=== Raw data ===
'''

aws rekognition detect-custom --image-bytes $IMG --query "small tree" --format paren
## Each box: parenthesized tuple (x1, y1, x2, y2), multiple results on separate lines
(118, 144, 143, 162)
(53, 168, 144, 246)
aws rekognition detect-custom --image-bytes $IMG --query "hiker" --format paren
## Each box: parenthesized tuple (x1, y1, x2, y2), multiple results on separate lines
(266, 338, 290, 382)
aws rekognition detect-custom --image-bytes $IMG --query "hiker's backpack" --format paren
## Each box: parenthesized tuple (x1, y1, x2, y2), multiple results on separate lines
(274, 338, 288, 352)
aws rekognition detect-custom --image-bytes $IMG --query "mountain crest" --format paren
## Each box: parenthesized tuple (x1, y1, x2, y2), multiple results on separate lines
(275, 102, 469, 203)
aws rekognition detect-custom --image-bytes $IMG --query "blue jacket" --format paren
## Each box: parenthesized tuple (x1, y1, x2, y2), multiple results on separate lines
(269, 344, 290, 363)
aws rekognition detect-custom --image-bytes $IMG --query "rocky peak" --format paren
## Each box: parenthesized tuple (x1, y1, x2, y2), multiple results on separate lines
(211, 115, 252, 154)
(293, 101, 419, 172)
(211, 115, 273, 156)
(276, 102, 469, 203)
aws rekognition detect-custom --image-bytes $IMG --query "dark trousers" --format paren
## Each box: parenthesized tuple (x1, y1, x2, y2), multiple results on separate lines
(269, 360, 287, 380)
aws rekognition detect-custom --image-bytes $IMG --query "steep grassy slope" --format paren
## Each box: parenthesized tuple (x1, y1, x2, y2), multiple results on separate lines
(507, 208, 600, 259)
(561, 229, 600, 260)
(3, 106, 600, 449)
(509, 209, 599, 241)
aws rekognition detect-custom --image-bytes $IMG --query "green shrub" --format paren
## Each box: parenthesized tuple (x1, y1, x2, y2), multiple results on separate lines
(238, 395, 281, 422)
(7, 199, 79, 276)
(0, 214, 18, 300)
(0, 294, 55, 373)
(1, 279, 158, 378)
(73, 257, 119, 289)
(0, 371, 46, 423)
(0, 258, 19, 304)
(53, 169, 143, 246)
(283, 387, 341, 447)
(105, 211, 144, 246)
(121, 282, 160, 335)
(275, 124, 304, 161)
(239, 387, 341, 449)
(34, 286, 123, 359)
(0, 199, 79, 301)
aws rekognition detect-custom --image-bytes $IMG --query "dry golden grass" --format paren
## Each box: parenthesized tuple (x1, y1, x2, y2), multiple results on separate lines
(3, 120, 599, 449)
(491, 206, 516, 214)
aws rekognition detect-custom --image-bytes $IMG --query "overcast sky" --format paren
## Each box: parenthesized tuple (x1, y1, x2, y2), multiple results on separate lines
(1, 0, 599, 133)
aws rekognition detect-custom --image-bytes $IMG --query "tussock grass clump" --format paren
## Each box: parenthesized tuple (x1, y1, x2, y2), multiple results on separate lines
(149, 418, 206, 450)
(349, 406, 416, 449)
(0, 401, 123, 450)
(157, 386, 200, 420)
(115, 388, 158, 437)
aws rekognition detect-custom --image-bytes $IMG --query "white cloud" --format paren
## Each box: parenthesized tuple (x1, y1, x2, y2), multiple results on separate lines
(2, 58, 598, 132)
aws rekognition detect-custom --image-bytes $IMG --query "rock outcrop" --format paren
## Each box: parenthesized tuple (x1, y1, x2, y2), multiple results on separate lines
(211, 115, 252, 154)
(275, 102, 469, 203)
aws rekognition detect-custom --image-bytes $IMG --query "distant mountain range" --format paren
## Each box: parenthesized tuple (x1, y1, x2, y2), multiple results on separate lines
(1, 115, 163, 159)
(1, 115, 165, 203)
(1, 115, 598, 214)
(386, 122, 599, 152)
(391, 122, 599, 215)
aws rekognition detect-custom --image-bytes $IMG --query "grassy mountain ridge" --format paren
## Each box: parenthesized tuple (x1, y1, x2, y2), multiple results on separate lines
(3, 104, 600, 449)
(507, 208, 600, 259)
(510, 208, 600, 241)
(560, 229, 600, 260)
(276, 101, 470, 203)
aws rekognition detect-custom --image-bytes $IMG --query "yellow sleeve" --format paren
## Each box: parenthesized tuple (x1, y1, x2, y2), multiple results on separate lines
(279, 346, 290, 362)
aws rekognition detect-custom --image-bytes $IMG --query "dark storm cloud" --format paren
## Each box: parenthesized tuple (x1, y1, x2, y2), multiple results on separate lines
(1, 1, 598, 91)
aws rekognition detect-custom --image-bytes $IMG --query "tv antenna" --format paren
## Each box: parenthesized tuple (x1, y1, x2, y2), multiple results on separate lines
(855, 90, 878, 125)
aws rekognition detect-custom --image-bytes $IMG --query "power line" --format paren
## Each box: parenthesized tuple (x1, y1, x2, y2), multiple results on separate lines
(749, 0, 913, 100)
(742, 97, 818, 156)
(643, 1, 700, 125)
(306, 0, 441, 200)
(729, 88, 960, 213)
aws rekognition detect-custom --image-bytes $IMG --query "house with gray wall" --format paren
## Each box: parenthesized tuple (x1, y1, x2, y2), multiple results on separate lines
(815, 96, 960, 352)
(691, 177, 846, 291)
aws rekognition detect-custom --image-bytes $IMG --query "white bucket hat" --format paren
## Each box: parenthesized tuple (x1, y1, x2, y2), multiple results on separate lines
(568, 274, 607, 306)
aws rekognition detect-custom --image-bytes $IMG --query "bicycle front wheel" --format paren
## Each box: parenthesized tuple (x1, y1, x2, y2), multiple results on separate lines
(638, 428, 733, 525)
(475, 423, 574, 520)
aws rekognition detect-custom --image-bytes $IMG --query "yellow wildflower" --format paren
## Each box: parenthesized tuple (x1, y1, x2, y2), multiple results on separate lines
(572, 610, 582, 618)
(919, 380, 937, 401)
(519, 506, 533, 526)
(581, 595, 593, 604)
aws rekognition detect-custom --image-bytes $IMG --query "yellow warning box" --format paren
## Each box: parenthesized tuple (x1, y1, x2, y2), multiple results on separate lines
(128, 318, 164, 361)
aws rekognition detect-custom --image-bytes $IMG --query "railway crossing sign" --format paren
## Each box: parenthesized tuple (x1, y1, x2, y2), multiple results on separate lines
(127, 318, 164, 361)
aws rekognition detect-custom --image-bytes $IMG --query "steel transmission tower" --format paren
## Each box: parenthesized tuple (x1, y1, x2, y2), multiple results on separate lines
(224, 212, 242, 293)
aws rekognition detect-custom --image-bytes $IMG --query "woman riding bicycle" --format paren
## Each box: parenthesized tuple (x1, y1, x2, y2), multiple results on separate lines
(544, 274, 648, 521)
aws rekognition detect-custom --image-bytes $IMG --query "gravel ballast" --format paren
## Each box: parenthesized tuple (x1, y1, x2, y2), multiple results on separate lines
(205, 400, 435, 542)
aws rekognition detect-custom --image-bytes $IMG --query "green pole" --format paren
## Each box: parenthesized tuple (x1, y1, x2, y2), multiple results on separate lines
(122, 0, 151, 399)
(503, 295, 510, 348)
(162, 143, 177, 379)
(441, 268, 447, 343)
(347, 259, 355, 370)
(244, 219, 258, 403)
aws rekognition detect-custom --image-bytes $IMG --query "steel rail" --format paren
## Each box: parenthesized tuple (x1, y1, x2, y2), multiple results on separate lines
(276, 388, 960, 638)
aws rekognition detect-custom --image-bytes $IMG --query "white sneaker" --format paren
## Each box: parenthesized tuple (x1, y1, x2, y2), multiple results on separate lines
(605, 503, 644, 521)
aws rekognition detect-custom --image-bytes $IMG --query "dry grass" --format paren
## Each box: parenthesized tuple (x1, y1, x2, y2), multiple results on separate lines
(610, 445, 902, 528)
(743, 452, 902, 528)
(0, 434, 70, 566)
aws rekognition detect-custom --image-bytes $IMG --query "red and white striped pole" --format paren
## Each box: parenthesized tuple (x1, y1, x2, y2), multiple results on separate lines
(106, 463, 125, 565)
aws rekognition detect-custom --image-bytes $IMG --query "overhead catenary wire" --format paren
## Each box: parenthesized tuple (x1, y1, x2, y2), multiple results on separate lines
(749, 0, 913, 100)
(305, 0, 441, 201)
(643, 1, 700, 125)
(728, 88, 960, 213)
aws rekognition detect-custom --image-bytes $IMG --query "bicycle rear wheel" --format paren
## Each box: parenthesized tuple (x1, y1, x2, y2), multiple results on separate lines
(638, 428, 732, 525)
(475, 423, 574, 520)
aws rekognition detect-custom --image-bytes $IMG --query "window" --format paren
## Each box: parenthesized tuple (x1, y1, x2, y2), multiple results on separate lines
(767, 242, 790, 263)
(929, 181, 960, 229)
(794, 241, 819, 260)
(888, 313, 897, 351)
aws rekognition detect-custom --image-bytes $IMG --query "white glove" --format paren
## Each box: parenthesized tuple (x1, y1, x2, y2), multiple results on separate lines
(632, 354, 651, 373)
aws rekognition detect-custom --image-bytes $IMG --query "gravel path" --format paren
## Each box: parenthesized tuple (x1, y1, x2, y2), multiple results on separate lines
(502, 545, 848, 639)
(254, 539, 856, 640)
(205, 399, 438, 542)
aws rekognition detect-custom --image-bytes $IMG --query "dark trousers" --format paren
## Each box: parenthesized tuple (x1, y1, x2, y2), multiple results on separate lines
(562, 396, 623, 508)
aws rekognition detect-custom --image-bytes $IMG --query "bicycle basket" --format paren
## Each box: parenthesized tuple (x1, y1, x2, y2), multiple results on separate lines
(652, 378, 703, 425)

'''

=== Task requirements ===
Copy out each line from the listing that contains the string "bicycle".

=== Task answer ===
aws rekognition detect-custom --image-bytes $IMG --query "bicycle front wheel" --format paren
aws rekognition detect-custom --image-bytes $IMG --query "woman riding bicycle" --format paren
aws rekognition detect-custom --image-bytes $IMG --query "bicycle rear wheel" --format paren
aws rekognition detect-custom --image-bytes $IMG --query "bicycle basket" --format paren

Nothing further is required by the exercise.